▶ _Aim of the task_
Extract the portion of the article on the corporate practice of medicine starting with "Primarily a law" and going on through "practices by contract.", and copy it word for word.

Corporate practice of medicine seen as ancient approach

Article

The Illinois Supreme Court recently confirmed that the corporate practice of medicine doctrine is still alive and well in the state of Illinois. In Vine Street Clinic, et al. v. HealthLink Inc., the court concluded that percentage-based fees charged by the owner of a healthcare provider network were illegal under the state's medical practices act.

The prohibition of the corporate practice of medicine began in the early 1900s. It was viewed as an ethical restriction on the types of relationships in which physicians could engage.

The concern was that business interests would too heavily influence the practice of medicine, and thereby inappropriately affect medical judgment, patient treatment and outcomes.

Primarily a law based on case law precedent, this doctrine prohibits lay corporations from engaging in the practice of medicine through physician-employees or sharing in the profits of physician practices by contract.

While the courts have found some support for their rulings in state medical practice acts (which were often a stretch), the doctrine is largely based on the courts' public policy concerns. Of the various rationales articulated by the courts, the most common reason was the belief that physicians should avoid any influence over the exercise of their professional judgment. In other words, diagnosis and treatment of patients should be based on medical judgment and not be affected by outside business objectives.

The Illinois case involved a class action brought by providers that participated in a PPO network against the proprietor of the network. The plaintiffs sought to strike down a relatively common PPO practice: (1) providers would provide services to insured persons and send their claims to the network for repricing before payment by the insurer, and (2) the network would deduct its administrative fee, which was a percentage of the providers' charges, from the amount ultimately paid to the providers. This arrangement was agreed to up front by the providers pursuant to their participation agreements.

(Dataset records)
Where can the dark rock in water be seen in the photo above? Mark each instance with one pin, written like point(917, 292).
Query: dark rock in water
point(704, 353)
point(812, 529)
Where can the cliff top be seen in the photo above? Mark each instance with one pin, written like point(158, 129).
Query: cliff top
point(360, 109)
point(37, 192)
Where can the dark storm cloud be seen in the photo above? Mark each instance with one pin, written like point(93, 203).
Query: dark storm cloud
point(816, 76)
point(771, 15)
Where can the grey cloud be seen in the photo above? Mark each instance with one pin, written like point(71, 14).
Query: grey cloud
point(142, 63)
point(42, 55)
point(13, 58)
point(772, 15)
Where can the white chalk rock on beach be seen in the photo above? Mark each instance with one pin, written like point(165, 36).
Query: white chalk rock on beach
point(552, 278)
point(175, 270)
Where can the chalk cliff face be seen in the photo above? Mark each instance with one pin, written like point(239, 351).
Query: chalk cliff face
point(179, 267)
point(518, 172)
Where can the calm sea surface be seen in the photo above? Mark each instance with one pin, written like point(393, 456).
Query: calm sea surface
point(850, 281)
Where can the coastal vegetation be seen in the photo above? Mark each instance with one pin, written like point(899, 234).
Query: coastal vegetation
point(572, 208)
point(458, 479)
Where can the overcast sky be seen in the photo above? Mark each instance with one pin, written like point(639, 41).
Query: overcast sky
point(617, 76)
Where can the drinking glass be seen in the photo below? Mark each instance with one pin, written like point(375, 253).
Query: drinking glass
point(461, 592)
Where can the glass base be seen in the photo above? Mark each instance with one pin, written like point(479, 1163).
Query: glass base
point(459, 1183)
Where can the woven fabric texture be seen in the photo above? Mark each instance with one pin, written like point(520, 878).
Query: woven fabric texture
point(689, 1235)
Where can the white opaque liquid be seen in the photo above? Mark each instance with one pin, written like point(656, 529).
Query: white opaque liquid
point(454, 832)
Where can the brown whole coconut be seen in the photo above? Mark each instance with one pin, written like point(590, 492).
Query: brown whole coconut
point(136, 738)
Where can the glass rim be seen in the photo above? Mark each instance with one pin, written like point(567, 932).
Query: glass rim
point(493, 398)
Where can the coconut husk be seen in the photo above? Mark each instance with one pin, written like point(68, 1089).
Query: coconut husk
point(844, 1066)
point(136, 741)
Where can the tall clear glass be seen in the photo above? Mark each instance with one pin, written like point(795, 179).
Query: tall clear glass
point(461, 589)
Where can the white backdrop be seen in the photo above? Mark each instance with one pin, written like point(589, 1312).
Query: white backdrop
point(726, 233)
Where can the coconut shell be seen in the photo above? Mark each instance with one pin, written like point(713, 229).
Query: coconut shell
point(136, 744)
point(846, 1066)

▶ _Task result_
Primarily a law based on case law precedent, this doctrine prohibits lay corporations from engaging in the practice of medicine through physician-employees or sharing in the profits of physician practices by contract.